Data:
[start]

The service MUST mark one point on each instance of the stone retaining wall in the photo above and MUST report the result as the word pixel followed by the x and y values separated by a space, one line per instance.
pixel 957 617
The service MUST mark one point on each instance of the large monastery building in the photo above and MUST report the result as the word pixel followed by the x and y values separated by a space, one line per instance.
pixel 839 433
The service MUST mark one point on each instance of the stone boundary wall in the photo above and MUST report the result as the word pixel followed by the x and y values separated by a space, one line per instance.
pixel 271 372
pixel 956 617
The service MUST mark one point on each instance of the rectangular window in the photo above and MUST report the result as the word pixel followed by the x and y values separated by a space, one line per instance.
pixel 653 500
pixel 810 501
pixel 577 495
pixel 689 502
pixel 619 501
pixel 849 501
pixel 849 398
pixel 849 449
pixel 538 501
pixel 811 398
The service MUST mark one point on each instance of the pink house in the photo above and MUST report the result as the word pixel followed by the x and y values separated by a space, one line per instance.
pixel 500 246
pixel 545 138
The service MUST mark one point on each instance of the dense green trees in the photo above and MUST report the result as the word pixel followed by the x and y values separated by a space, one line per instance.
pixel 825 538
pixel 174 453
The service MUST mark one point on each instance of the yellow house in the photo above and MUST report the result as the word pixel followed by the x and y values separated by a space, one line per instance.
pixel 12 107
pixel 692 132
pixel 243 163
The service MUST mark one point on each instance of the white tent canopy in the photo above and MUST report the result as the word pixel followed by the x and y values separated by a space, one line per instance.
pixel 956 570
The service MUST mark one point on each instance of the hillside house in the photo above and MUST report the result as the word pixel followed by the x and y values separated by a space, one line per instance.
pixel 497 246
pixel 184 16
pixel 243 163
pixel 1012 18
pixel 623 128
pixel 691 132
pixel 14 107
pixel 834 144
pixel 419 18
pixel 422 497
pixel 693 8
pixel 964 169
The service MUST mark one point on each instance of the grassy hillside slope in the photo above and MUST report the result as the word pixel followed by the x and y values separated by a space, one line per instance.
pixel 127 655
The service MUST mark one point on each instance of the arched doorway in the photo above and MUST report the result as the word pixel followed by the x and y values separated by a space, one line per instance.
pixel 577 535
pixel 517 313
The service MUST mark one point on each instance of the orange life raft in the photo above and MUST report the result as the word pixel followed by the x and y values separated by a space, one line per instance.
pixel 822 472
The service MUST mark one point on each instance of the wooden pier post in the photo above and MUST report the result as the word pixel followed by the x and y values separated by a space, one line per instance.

[end]

Description of the task: Copy all the entries above word for word, changing nothing.

Result of this exercise:
The service MUST mark one point on each instance of the stone retaining wall in the photo above and MUST report the result as the word pixel followed by the x and y values separated by a space, one line per instance.
pixel 957 617
The service MUST mark one point on each instance of the large monastery building in the photo above and MUST report the result as the word pixel followed by the x and y values separated by a space, one line per instance.
pixel 839 433
The service MUST mark one point on each instance of the stone boundary wall in the photo above and MUST report the result as the word pixel followed by the x and y values separated by a space, one line per instance.
pixel 271 372
pixel 956 617
The service MUST mark one point on each instance of the rectangular window in the photo above and MUST report the result as the word pixel followed by the x and y values separated by a space, one line per instance.
pixel 653 500
pixel 810 501
pixel 577 495
pixel 689 502
pixel 619 501
pixel 849 501
pixel 849 398
pixel 849 449
pixel 538 501
pixel 811 398
The service MUST mark one point on each instance of the pink house in the photo above and MUST report the result as the word pixel followed by the x and y values separated by a space, one line per instance.
pixel 500 246
pixel 545 138
The service MUST mark one point on each instance of the dense green trees in the photo above and MUST report the result as the word pixel followed by the x and y values separated by a space, one line per instance.
pixel 825 538
pixel 174 453
The service MUST mark one point on each instance of the yellow house in the photo above and MUST report the result as the word pixel followed by the x and y values separated by a space, one line per instance.
pixel 12 107
pixel 692 132
pixel 243 163
The service MUST mark one point on each instance of the white tent canopy in the photo above and MUST report the result as the word pixel followed by the x and y values separated by a space, one line per instance.
pixel 956 570
The service MUST mark one point on each instance of the hillside house in the photo above and MUST report the result as the word pixel followed by the x and y values separated by a space, one line per instance.
pixel 497 246
pixel 184 16
pixel 243 163
pixel 1012 18
pixel 623 128
pixel 691 132
pixel 14 107
pixel 834 144
pixel 419 18
pixel 422 497
pixel 693 8
pixel 964 169
The service MUST mark one point on each instance of the grassy hillside slope in the photo above and MUST report the result as the word pixel followed by the x and y values separated by a space, one line per instance.
pixel 127 655
The service MUST mark one point on each instance of the arched doorway in the photo above and MUST report the result as the word pixel followed by the x and y values separated by a space, one line per instance.
pixel 577 535
pixel 517 313
The service MUST mark one point on each instance of the orange life raft in the photo above and MUST report the result as the word pixel followed by the x and y values separated by a space, one line per instance.
pixel 822 472
The service MUST mark one point on each instance of the wooden pier post in the photo above and MUST report the result as the word pixel followed by the x and y values separated by a space, one line per instance.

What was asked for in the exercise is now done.